THE EXERCISE —
Set down the full listing exactly as given. Any pictures are to be left out.

SUPPLIED ENTRIES —
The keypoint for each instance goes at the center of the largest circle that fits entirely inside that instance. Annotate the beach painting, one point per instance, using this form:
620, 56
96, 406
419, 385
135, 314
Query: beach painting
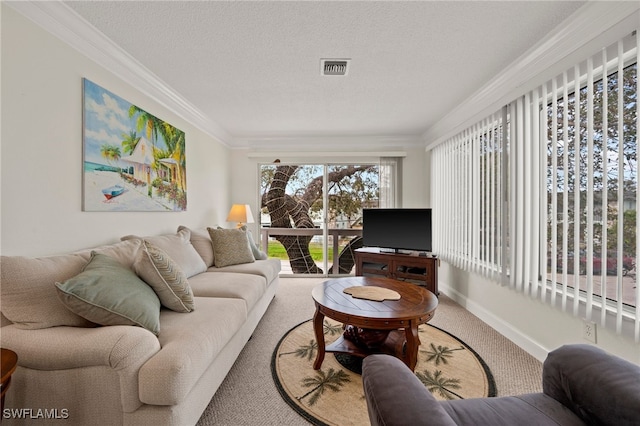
133, 161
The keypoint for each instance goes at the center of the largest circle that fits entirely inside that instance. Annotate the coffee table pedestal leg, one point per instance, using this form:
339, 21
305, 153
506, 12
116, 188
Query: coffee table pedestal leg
413, 341
318, 329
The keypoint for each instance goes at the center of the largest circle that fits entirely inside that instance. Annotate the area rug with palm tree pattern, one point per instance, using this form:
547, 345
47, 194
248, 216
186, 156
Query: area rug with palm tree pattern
333, 395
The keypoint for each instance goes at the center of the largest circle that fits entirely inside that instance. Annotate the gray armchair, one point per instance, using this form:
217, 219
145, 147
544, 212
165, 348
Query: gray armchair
582, 385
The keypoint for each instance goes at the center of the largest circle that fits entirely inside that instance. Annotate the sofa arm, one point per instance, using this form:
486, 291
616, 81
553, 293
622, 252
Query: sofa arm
598, 387
123, 348
395, 396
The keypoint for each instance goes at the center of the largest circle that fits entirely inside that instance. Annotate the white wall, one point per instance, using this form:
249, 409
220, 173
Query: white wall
535, 326
41, 152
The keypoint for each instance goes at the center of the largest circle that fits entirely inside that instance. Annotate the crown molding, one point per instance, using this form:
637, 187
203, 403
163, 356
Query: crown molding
330, 143
593, 26
65, 24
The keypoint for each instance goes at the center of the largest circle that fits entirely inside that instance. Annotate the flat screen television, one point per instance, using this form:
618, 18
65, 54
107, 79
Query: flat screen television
397, 229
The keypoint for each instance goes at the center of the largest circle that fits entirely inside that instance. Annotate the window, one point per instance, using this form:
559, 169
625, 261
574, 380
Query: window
542, 194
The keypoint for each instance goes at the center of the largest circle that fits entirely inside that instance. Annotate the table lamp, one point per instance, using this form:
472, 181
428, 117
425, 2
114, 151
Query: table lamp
240, 213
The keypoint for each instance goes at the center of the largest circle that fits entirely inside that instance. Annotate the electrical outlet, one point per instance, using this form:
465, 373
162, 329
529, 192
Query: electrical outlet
589, 331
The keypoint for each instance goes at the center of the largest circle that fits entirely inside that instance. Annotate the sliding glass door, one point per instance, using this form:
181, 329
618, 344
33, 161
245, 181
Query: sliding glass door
311, 214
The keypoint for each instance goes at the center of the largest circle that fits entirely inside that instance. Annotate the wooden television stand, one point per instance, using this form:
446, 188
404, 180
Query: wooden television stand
411, 267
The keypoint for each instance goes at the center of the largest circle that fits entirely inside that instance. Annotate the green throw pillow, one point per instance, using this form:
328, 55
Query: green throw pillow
165, 277
107, 293
230, 247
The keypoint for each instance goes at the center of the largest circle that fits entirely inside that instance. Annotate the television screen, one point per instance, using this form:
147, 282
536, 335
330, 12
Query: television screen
397, 229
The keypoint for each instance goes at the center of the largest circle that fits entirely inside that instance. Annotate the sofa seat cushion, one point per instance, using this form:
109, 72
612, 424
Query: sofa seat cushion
190, 343
268, 268
247, 287
534, 409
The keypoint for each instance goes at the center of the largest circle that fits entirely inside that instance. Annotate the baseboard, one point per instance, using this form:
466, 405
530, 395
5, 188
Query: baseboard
516, 336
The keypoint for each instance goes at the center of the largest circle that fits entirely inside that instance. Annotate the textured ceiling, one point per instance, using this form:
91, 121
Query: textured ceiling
254, 67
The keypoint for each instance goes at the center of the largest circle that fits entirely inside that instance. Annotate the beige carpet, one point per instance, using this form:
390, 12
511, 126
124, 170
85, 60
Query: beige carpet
249, 396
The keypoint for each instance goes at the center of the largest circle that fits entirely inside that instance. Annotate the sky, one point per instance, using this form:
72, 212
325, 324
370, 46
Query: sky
106, 119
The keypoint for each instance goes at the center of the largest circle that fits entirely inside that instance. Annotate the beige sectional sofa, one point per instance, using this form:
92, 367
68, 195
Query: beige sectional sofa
74, 369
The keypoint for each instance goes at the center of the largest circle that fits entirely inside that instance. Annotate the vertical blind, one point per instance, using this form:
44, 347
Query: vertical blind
542, 195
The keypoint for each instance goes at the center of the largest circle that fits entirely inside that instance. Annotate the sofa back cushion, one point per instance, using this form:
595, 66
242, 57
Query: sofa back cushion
28, 293
201, 241
179, 248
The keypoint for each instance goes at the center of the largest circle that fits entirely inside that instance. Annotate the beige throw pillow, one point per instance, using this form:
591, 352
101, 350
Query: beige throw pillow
231, 247
165, 277
178, 246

THE RESPONSE —
The keypoint for each instance goes at the center of the largest circle that fits entirely inside that instance. Annotate the beach painting, one point per instance, using this form:
620, 56
96, 406
419, 385
135, 314
Query: beach painting
133, 161
The keypoint for each instance goes at the center of the largest circle that fits entirely inside that instance. Annotate the coffee table pedestal leg, one point per instance, using this form:
339, 21
305, 153
506, 12
116, 188
Query: coffee table pedestal leg
413, 341
318, 329
The keypoint for each instance goes at the center of the largest circle that fits entirely inside that instance. Annotate the area rug with palm tree pattern, one point per instance, using this form:
547, 345
47, 194
248, 216
186, 156
Query: area rug with palm tree pattern
333, 395
The keypoint for each instance goes at the center of the largest circle that fits entirely inside that instance. Annotate the gray armchair, one point per instance, using this form:
217, 219
145, 147
544, 212
165, 348
Query: gray armchair
582, 385
The keypoint for each instance goes at the center of the largest circle that fits entirely inside that instance. Annotate the sofa arm, one point per instance, using this form:
486, 291
616, 81
553, 293
622, 252
Query: sofa arm
598, 387
123, 348
395, 396
The keypoint for each instance goes at the center of the largest circle that fits entirely inside that instance. Annotate the white wall, one point per instance, using this form:
249, 409
220, 173
Query: white wall
535, 326
41, 152
The keypoint for each instance goes at the center of the largest circle that fits entirely inside that instance. Annotate the crown molding, one point per instance, using this form:
637, 187
203, 403
163, 356
Query: crown molding
330, 143
593, 26
65, 24
The keypoint for each instance goes at the center of the largest circle that fits entirely inside that instance. Annotate the flat screen television, one point per instance, using this form:
618, 18
65, 54
107, 79
Query: flat screen television
397, 229
The keypoint for each instance goes at the center of the largest circle that fits entirely inside that instance. Annotate the window, one point per instance, using this form:
559, 169
625, 261
574, 380
Query: window
542, 194
The keypoint for each instance goes at the center of the largest circle that fits entirely inside that instance. Annotate the table lamp, one point per instance, using this form:
472, 181
428, 117
425, 2
114, 151
Query: table lamp
240, 213
The keypoint for each instance goes at the center of the largest circle that fits entirely inside that instance. Annotate the electrical outlet, one point per instance, using this form:
465, 373
162, 329
529, 192
Query: electrical outlet
589, 331
The keypoint for each instance goes at the center of the largest circle that fits entirely inside that instance. Annotate the sliding glass door, one point per instance, using this form:
181, 329
618, 344
33, 161
245, 181
Query: sliding glass door
311, 214
The keypoint for each instance goes at the center of the largest circle that fits entirely inside that instance. Annotate the wooden television stand, one point per instance, using this form:
446, 188
404, 180
Query: wooden television stand
411, 267
The keypoint for each instance goes at the center of the largest circle that fits entirely inside that instance. Annotate the green throw pillow, one point per instance, using this form:
328, 55
Query: green throw pillow
165, 277
107, 293
230, 247
The keypoint for each instance goes at the center of the largest circle that fits entirely inside that instance. Annotate the television screen, one point per instance, using this form:
147, 282
536, 335
330, 12
Query: television screen
397, 229
The keypoint for each instance goes at the center of the largest circle that fits entirely inside that instance. Annotate the sofa seat cushion, one point per instance, using this form:
109, 72
612, 424
Query: sofa seat cushion
190, 343
268, 268
247, 287
534, 409
The keypoint for each instance goes at the center of the largest circle that fits entirely inside that instance. Annotate the baseboard, one point per instance, using this form:
466, 405
530, 395
5, 188
Query: baseboard
516, 336
The keypoint for each instance goes at the center of the largest circle that fits entirely inside that instance. Annotate the textured ceiling, one point per instance, using this form:
91, 121
Query: textured ceiling
254, 67
The keypoint for each instance goes at the center of the largest circle that fits entirely inside that instance. Annotate the beige carpet, one point per instance, using this form:
390, 12
511, 126
124, 170
85, 60
Query: beige carpet
249, 396
The keypoint for each instance goes at the center of the largest circle that fits entirely inside that instance. Annotate the sky, one point per instance, using this form:
72, 212
325, 324
370, 46
Query: sky
106, 119
The keypoint for each instance goes at the center of the largest circle that fits entirely inside that instance. Annotate the beige sectional sofa, one point per instance, using this form:
92, 367
68, 195
Query: beige sectional sofa
74, 369
The keypoint for each instance goes at the center of the largest circle that fits entirely inside that instance. Annotate the vertical blind, one point per instance, using this form:
44, 347
Query: vertical blind
542, 195
The keypoint for each instance goes at the center of the largest circle that fits entirely inside that instance. Annotate the sofa back cushion, one point per instance, using this form:
595, 66
242, 57
Query: sofa back cushion
28, 293
201, 241
179, 248
The keypoint for each instance goes at the center of the largest circle that fits entirely inside that instance. Annotate the beige throw pillow, one point per instance, using this form:
591, 352
101, 350
Query: beige throw pillow
231, 247
165, 277
178, 246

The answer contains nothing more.